▸ **TEXTE FOURNI**
★ ★ ★ ★

Qin Dahe, scientifique chinois réputé, a consacré une vie de travail à surveiller et à lutter contre le réchauffement climatique, qui accélère la fonte des glaciers mondiaux.
Wang Hairong
Moment historique : Qin Dahe (3e à gauche) et ses coéquipiers posent
pour la postérité lors d'une expédition autour de l'Antarctique.
Leur périple, qui prit fin le 3 mars 1990, fut la première exploration de la région dans son intégralité.
A quelques 118 kilomètres d'Urumqi, chef-lieu de la région autonome ouïgoure du Xinjiang, se profile le Glacier nº1 des monts Tianshan. La fonte des glaces de l'un des dix glaciers les plus célèbres au monde, libère une importante quantité d'eau qui viendra alimenter la rivière Urumqi, approvisionnant ainsi en eau les millions de personnes qui vivent sur ses berges.
Or, ce magnifique glacier s'atrophie. Au cours des quatre dernières décennies, celui-ci a reculé d'un quart, selon les données récemment publiées par l'Observatoire des glaciers des monts Tianshan, administré par l'Académie chinoise des sciences (ACS).
Qin Dahe, qui, du haut de ses 61 ans, possède plusieurs flèches à son arc : glaciologue, climatologue et membre de l'ACS, fut choqué par l'ampleur des dégâts lors de sa dernière visite sur la mer de glace, l'année dernière.

★ ★ ★ ★

▸ **DONNÉES FOURNIES**
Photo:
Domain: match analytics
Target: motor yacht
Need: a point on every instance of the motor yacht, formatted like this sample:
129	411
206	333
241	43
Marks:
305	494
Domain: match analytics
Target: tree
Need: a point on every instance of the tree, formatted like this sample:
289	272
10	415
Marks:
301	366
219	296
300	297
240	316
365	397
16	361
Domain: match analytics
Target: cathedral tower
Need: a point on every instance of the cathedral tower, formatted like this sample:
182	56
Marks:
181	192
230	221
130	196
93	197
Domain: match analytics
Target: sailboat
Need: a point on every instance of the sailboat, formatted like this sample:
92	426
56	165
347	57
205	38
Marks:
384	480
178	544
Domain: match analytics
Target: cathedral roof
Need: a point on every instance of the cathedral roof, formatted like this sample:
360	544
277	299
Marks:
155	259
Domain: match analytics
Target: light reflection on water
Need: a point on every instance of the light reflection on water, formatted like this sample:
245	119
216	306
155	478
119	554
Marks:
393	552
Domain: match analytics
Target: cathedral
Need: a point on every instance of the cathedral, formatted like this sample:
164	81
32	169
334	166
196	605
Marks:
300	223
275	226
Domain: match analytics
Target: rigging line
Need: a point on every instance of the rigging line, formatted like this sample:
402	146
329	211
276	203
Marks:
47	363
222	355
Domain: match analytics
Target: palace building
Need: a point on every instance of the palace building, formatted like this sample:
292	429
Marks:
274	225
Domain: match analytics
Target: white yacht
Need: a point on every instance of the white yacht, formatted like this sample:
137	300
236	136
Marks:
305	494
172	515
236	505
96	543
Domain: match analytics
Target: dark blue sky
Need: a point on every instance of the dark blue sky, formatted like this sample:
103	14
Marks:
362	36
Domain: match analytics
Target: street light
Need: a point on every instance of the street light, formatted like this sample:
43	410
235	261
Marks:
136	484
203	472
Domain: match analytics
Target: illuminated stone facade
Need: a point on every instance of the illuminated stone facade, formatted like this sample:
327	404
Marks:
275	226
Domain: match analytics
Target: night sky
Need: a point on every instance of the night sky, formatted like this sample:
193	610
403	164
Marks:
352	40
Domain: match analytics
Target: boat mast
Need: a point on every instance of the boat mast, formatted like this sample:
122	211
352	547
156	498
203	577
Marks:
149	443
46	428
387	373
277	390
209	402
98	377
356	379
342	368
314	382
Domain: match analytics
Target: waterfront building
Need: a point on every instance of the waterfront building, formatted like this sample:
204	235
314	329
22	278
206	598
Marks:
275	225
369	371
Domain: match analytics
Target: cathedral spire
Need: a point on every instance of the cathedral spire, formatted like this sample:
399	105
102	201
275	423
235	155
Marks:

★ ★ ★ ★

▸ **CONSIGNES DE L'EXERCICE**
1 - Répondez s'il vous plaît à ces questions sur le texte sur Qin Dahe :
(a) À quelle date l'expédition autour de l'Antarctique a-t-elle pris fin ?
(b) À quelle distance d'Urumqi se trouve le Glacier nº1 des monts Tianshan ?
(c) De combien ce glacier a-t-il reculé au cours des quatre dernières décennies ?
2 - D'après le texte sur Qin Dahe, pourquoi la fonte du Glacier nº1 compte-t-elle pour les habitants des berges de la rivière Urumqi ? Répondez en une à trois phrases.
3 - Reprenez le texte sur Qin Dahe après sa dernière phrase et poursuivez-le.
Le matériel n'a aucun lien avec le texte sur Qin Dahe.

▸ **EN RÉPONSE**
1 -
(a) Le 3 mars 1990.
(b) À quelques 118 kilomètres.
(c) D'un quart.

2 - La fonte de ce glacier libère une importante quantité d'eau qui alimente la rivière Urumqi. Cette rivière approvisionne ainsi en eau les millions de personnes qui vivent sur ses berges.

3 -
Ce chercheur de renom, qui, il y a plus de vingt ans avait rédigé sa thèse de master sur le glacier nº1, impute au réchauffement climatique mondial la fonte des glaciers en Chine au cours des dernières décennies, qui progresse à un rythme effrayant. Le scientifique formulait la mise en garde suivante : si la température continue de progresser à son rythme actuel, la superficie des glaciers du plateau du Qinghai-Tibet pourrait décliner de 500 000 m² en 1995 à 100 000 m² d'ici à 2030. En l'absence des glaciers, les vastes terres intérieures de l'Asie pourraient pâtir de dramatiques pénuries d'eau. Les oasis retourneraient à la poussière, ce qui priverait les locaux de leur habitat traditionnel.
Ce chercheur illustre s'est spécialisé dans l'étude de la cryosphère (étendues terrestres où l'eau est présente à l'état solide, de manière permanente ou temporaire) et des changements climatiques. Avant sa retraite l'année dernière, celui-ci était le dirigeant de l'Agence météorologique chinoise (AMC). Il fut également le représentant permanent de la Chine au sein de l'Organisation météorologique mondiale (OMM).
Des recherches qui font référence
Au fil des années, Qin a participé à de multiples expéditions scientifiques au pôle Sud, au pôle Nord ainsi que sur le plateau du Qinghai-Tibet. Il fut également le chef de file de recherches extensives et approfondies portant sur la calotte glaciaire du pôle Sud, l'évolution glaciaire et les changements environnementaux dans le massif de l'Himalaya. Le fruit de ses études a eu d'importantes retombées.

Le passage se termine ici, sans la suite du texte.